── Text under study
NEW YORK – Cel-Sci on Thursday said the US Food and Drug Administration agreed with its plan to select head and neck cancer patients with low PD-L1 tumor expression in a confirmatory registrational clinical trial of its cell-based immunotherapy Multikine (leukocyte interleukin injection).

The trial will begin in the first quarter of 2025 and enroll about 200 patients with newly diagnosed, advanced squamous cell carcinoma of the head and neck, no lymph node involvement, and low PD-L1 expression, defined as a tumor proportion score of less than 10. The goal of the trial is to confirm Multikine's safety and efficacy in the PD-L1-low population, which the company observed in an earlier Phase III randomized trial.
────
── Data excerpts
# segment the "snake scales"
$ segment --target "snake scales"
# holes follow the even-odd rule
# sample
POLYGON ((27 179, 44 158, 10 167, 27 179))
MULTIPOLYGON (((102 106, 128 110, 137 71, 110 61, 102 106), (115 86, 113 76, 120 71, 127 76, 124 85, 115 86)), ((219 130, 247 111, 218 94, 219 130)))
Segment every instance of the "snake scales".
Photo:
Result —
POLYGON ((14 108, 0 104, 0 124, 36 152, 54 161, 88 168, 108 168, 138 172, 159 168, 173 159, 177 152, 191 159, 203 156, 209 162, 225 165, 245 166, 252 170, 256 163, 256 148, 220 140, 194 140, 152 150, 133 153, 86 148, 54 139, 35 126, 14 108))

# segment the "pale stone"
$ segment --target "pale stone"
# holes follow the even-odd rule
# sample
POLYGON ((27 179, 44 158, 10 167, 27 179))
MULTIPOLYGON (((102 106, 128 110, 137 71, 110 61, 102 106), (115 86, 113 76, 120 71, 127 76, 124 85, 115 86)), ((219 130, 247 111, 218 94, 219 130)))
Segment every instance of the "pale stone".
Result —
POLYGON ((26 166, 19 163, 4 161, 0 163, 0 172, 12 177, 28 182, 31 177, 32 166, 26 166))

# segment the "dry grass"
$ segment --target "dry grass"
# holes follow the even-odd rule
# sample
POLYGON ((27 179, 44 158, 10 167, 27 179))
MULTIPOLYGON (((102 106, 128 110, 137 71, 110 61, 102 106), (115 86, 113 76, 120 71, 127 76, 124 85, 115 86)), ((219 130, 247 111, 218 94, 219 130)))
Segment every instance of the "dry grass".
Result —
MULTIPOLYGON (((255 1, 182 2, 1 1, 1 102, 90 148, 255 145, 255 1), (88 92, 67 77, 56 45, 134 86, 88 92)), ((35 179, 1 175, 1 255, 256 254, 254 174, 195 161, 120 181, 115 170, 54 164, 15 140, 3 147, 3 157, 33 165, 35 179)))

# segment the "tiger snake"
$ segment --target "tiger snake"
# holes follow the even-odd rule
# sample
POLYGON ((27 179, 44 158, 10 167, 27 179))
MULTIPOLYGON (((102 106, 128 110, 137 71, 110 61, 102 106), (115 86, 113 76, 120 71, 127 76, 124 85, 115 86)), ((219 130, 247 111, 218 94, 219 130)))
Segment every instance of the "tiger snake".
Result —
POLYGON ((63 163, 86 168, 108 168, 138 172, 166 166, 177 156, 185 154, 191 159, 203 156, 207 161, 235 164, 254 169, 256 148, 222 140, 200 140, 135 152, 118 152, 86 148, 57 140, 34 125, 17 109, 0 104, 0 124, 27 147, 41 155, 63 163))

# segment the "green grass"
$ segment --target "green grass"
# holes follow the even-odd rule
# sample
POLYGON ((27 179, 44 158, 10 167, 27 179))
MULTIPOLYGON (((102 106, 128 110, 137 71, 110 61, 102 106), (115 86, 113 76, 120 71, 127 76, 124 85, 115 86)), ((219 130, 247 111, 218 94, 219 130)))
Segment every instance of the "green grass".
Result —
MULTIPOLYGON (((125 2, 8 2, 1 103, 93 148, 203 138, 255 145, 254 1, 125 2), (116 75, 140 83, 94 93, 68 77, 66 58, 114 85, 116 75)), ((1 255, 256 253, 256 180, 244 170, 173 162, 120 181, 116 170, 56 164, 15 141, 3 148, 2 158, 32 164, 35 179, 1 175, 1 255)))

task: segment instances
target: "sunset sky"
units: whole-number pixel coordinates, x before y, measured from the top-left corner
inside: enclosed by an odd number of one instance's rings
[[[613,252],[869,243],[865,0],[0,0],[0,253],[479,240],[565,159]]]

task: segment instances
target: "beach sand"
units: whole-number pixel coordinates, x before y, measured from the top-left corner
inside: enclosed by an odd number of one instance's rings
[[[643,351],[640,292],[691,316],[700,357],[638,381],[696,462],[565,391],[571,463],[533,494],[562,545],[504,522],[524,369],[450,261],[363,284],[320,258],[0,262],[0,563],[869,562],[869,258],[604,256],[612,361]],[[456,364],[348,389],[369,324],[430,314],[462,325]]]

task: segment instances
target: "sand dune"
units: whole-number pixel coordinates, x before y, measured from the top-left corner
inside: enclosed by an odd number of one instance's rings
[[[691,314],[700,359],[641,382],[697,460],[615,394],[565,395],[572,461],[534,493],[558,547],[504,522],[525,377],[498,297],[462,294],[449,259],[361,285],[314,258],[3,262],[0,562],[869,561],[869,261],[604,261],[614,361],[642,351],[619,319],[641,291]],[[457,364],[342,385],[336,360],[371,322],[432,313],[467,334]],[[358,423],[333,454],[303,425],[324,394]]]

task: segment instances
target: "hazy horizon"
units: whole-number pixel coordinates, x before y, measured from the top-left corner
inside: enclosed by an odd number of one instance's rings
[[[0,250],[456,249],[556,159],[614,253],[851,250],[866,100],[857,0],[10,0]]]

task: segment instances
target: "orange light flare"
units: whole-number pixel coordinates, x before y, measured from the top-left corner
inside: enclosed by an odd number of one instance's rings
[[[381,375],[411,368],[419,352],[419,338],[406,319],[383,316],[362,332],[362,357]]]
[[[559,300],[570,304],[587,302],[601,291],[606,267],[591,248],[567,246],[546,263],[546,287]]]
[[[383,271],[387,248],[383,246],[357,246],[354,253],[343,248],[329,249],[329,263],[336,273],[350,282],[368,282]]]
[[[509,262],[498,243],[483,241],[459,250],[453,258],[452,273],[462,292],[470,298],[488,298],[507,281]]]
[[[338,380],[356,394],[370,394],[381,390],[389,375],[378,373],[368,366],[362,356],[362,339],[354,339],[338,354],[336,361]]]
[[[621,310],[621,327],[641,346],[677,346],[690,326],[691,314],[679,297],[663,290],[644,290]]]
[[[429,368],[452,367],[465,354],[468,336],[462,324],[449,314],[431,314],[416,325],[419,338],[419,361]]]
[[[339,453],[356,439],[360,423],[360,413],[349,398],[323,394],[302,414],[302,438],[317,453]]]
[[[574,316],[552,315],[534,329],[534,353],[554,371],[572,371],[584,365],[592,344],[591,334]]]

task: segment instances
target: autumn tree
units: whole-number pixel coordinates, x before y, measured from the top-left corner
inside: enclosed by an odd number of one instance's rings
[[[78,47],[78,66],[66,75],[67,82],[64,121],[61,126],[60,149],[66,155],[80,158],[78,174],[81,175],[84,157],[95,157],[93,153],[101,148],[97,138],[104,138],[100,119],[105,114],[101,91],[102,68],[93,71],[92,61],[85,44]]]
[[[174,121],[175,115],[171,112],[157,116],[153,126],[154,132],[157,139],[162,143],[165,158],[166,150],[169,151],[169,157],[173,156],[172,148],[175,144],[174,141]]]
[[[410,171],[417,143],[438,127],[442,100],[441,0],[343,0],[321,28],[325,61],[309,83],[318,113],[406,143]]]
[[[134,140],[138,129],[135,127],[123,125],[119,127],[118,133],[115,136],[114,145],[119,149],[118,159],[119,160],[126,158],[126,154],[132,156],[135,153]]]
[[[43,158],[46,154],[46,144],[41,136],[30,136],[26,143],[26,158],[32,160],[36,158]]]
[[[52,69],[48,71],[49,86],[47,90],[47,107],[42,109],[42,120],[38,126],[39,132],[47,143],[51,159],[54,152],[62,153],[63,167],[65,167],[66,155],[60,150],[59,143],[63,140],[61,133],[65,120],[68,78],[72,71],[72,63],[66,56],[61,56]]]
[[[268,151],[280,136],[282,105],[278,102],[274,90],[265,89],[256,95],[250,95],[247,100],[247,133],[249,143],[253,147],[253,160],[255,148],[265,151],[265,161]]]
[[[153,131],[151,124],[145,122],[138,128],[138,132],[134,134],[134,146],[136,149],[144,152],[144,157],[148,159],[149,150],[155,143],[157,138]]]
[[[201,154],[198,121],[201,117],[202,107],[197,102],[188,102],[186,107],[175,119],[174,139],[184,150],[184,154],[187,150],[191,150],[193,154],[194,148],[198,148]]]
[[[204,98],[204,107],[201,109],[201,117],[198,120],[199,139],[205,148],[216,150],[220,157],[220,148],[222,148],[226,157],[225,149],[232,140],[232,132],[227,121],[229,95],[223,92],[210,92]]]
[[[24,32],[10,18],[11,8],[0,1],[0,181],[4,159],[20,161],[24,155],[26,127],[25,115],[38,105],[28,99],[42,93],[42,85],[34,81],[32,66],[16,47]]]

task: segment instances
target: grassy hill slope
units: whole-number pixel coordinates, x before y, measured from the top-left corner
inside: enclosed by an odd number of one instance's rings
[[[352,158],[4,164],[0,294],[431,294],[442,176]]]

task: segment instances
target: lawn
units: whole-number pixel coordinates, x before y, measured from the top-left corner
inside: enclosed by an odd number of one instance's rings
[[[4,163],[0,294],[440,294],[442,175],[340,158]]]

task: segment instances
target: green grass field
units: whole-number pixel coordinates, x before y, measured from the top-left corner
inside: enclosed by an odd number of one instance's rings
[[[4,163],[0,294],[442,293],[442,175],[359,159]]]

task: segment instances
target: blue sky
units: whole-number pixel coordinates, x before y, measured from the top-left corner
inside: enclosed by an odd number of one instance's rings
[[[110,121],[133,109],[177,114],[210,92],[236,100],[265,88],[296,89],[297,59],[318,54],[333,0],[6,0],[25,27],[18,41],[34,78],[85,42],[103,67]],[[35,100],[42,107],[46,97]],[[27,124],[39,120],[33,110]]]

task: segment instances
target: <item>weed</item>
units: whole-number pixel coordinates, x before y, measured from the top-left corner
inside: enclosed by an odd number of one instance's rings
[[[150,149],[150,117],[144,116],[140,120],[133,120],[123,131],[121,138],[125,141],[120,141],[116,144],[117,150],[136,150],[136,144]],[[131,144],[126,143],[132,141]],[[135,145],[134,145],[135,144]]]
────
* [Assignment] Extend the news report on Cel-Sci's Multikine trial above, starting after its final sentence.

* [Written response]
In that study, researchers compared treatment with Multikine alone or combined with a chemotherapy regimen against chemotherapy alone in more than 900 patients with untreated squamous cell carcinoma of the oral cavity or soft palate. Median overall survival in the Multikine-only arm was 58.1 months and 46.3 months in the Multikine-chemo arm. However, the median overall survival was 52.9 months in the control arm, not a statistically significant difference compared to the Multikine treatment arms.

After seeing these results, the FDA requested a confirmatory study focusing on patients who appeared to have the best survival outcomes on Multikine. Cel-Sci determined that patients with newly diagnosed, locally advanced primary head and neck cancer with no lymph node involvement and low PD-L1 expression fit those criteria. Among those patients in the earlier Phase III trial, 73 percent on Multikine were still alive after five years compared to 45 percent of patients in the control group.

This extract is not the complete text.